[INSTRUCTIONS]:
[1] According to the tax refund article, what share of married couples file their taxes jointly?
[2] In the tax refund article, rename "truck drivers" as "delivery drivers" and write out the part that opens with the words "1. Get a Professional" and closes with "possible tax refund.".
[3] Decide whether each statement agrees with the tax refund article: (a) A tax professional can be hired for less than $150. (b) The Child Tax Credit applies to each child under 18 years old. (c) Only expenditures made up to December 31 can be declared in that year's tax return.

** EXERCISE PASSAGE follows **

It’s not always that you get a windfall. It is rare unless you win the lottery or you receive an inheritance from a distant relative. Every year, you get a small windfall from your taxes, though. Does that constitute a windfall? It depends on how much you’re getting. The Internal Revenue Service (IRS) said that in 2017, they issued $111.9 million in refunds. That’s an average of $2,895 per taxpayer. Now, you may think that “how come I’ve only gotten $800?” Remember, this is not a hard-and-fast rule. There’s a reason why other people get more from their tax refunds.
1. Get a Professional to Help You
The first rule always is that if you don’t understand what’s happening with your taxes, don’t try to do them on your own. You can have a tax professional help you for less than $150. Plenty of tax-service companies offer specialized services and products for specific industries. There’s even a tax preparation service for truck drivers since they don’t always have the time to keep up with their daily accounting needs. They are one of the most vulnerable workers when it comes to filing tax returns and maximizing their possible tax refund.
A professional will guide you—from your filing status to tax deductions to the timing of your tax filing. There are so many things about tax filing that ordinary people don’t understand. Even if you’ve been successful in filing your taxes for decades, chances are that you are missing out on a lot because you are not consulting with an expert.
2. Rethink Your Filing Status
Are you and your spouse filing taxes jointly? More than 95% of married couples file taxes jointly, but that may not always be the most beneficial option if you want the most out of your taxes. If one of you has a lot of medical expenses, you should file separately because that will allow for a larger deduction. The same goes if one of you becomes unemployed during the last fiscal year. Filing individually is the more practical option.
The Child Tax Credit is another reason why you and your spouse should file separate taxes. You can claim a $2,000 credit per child under 17 years old. If you have less than $200,000 in adjusted gross income, you can claim this tax credit. And because of the pandemic, through the American Rescue Plan, that tax credit is up to $3,000 to $3,600 per child for your 2021 tax return.
3. Maximize Tax Deductions
There are many deductions that you may not be fully aware of. This is why it’s important to talk with a tax professional regarding the deductions you are qualified to get. If you work these deductions into your tax payables, they will deduct a significant amount from it. The most commonly overlooked tax deductibles are state sales tax, reinvested dividends (include reinvested dividends from mutual funds in your cost basis), out-of-pocket charitable contributions (even the small ones), student loan interest (even if you are not the one paying the loan), and child and dependent care (you can get up to $6,000 in deduction).
If you are a working parent who has dependent children, there are more tax deductibles for you. The earned income tax credit is for low- and moderate-income families while the state income tax paid on last year’s return can be an itemized deduction (if you are doing that). You can also use certain jury duty fees, medical miles, and charity miles to slash the amount of taxes you have to pay.
4. File at the Right Time
By paying for the mortgage and medical expenses before the end of the year, you can declare those expenses in your tax returns. Thus, you will have more tax deductibles. Since everyone has a home office now, you might even be able to deduct the cost of refurbishing your work-from-home space. That means doing the renovations before the fiscal year ends since only expenditures up to December 31 can be declared in your tax returns. In short, look for expenditures that you can claim before the year ends, so you can include those in your tax return for that year.
Taxes are always tricky, but you have to make an effort to understand how they work. Even if you have a professional working with you, it’s important to know how much you can save. This way, you will know what to do next year. On your own, you will have the capacity to spend on things that you can declare as an itemized deduction and avoid filing for the wrong items.

** End of EXERCISE PASSAGE **
** SUPPLIED RECORDS follows **

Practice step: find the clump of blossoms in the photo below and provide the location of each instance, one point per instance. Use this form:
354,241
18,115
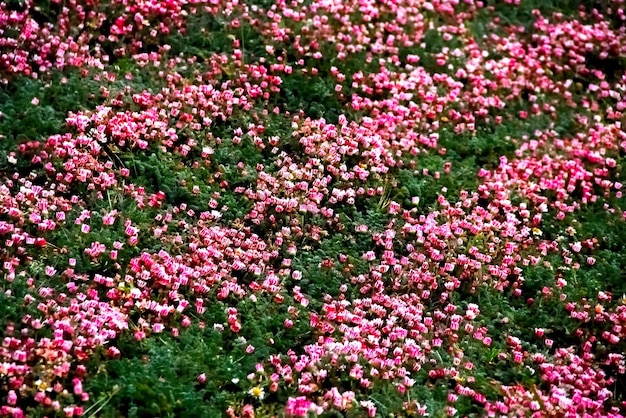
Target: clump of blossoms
407,311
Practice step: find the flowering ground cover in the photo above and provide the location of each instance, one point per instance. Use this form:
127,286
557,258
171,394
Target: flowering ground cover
271,208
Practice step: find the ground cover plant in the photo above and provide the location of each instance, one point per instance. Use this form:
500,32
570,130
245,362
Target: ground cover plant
271,208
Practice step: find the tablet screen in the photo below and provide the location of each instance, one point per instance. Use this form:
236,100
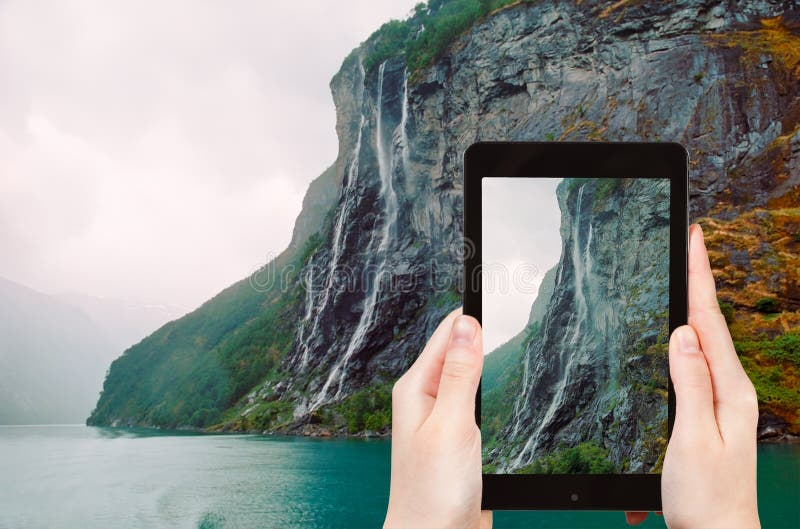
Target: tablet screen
575,312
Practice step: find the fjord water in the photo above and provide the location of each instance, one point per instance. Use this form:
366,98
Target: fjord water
80,477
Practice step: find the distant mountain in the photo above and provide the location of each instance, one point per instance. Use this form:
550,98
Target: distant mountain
380,236
52,358
123,323
55,350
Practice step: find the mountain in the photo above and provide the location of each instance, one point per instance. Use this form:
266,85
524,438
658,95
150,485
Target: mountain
52,358
501,379
122,322
594,373
380,244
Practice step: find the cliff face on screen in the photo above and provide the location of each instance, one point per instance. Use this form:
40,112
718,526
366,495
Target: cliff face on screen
591,396
266,355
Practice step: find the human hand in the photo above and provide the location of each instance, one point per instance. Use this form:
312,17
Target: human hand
709,477
436,444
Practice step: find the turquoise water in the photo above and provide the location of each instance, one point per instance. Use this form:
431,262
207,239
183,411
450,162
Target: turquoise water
79,477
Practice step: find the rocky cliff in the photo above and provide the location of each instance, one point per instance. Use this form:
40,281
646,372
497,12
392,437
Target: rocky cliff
383,263
595,373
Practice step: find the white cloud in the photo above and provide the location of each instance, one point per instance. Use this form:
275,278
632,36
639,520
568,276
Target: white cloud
160,150
520,232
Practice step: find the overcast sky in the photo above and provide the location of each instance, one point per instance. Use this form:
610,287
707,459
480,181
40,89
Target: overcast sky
521,241
159,151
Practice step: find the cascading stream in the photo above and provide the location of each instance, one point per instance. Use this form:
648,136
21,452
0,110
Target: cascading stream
385,169
338,230
308,281
581,262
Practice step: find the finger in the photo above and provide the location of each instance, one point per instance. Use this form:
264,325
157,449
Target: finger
461,372
733,393
414,394
691,380
635,518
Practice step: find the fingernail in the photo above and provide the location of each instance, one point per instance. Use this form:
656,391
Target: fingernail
687,340
463,332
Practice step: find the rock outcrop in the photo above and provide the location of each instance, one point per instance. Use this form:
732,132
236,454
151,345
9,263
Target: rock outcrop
596,371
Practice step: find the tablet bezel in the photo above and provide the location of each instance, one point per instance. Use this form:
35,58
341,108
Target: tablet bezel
631,492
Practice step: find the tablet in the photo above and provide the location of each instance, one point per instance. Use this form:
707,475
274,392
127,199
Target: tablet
575,266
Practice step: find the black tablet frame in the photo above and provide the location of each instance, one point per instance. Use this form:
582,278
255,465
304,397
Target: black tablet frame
629,492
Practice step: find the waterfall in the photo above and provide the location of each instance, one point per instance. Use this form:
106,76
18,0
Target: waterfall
385,169
347,197
308,280
403,122
581,263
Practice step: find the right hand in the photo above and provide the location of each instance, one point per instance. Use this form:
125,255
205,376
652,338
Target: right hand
709,477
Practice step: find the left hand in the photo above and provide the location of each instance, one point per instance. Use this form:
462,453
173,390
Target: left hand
436,445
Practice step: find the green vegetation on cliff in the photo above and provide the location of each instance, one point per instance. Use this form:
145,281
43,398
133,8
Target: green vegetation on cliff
429,31
586,458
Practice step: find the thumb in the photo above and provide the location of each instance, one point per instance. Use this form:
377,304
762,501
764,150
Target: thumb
461,371
691,379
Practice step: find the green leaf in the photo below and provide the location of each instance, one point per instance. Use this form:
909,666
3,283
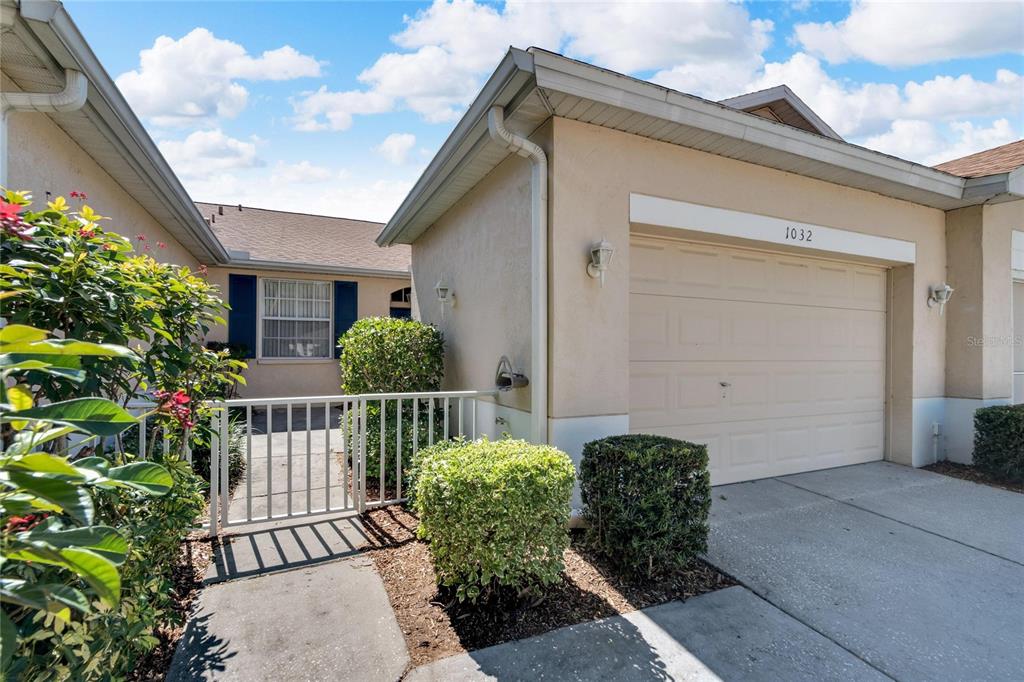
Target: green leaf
51,597
97,570
145,476
102,540
94,416
68,347
20,334
73,500
8,641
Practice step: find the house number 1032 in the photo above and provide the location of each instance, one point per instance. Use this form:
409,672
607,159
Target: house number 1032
798,233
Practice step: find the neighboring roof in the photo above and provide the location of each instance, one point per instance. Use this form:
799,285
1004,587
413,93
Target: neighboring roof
280,240
40,41
534,85
782,104
997,160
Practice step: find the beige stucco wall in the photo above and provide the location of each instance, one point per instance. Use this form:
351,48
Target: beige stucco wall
292,378
594,171
42,158
480,248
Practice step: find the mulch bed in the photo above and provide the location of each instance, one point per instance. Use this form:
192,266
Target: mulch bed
968,472
195,557
436,626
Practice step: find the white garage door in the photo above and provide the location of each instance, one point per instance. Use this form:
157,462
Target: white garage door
776,361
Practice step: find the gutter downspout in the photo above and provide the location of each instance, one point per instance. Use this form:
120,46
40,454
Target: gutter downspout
539,266
71,98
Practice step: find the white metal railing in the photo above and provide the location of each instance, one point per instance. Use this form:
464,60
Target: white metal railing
284,481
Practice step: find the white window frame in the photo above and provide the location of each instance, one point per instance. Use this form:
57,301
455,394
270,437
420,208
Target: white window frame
260,292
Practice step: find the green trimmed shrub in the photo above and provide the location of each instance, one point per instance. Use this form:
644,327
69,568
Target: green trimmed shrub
496,514
393,355
646,500
998,441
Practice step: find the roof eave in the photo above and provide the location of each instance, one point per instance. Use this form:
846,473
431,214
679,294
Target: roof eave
511,76
107,108
315,268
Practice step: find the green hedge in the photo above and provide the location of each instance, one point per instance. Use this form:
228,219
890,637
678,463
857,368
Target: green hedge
392,355
646,500
998,441
496,514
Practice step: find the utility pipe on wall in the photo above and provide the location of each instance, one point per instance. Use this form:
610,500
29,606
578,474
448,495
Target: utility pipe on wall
71,98
539,266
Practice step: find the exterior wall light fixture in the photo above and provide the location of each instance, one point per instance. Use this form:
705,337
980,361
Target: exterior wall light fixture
600,257
939,296
444,295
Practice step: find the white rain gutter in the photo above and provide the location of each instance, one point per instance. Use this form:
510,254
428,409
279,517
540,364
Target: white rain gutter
71,98
539,266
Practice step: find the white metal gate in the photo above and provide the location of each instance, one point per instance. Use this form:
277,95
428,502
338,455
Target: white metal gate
308,456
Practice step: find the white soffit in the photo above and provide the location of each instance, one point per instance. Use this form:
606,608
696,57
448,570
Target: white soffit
725,222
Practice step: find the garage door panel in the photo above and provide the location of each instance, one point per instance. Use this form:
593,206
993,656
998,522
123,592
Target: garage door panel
678,268
775,361
714,330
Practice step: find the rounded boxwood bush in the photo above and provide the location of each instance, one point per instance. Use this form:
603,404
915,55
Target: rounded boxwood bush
392,355
646,500
998,441
496,514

** End of SUPPLIED RECORDS **

[SOLUTIONS TO THE EXERCISE]:
[1] More than 95% of married couples file taxes jointly.

[2]
1. Get a Professional to Help You
The first rule always is that if you don’t understand what’s happening with your taxes, don’t try to do them on your own. You can have a tax professional help you for less than $150. Plenty of tax-service companies offer specialized services and products for specific industries. There’s even a tax preparation service for delivery drivers since they don’t always have the time to keep up with their daily accounting needs. They are one of the most vulnerable workers when it comes to filing tax returns and maximizing their possible tax refund.

[3]
(a) Yes: "You can have a tax professional help you for less than $150."
(b) No: "You can claim a $2,000 credit per child under 17 years old."
(c) Yes: "only expenditures up to December 31 can be declared in your tax returns."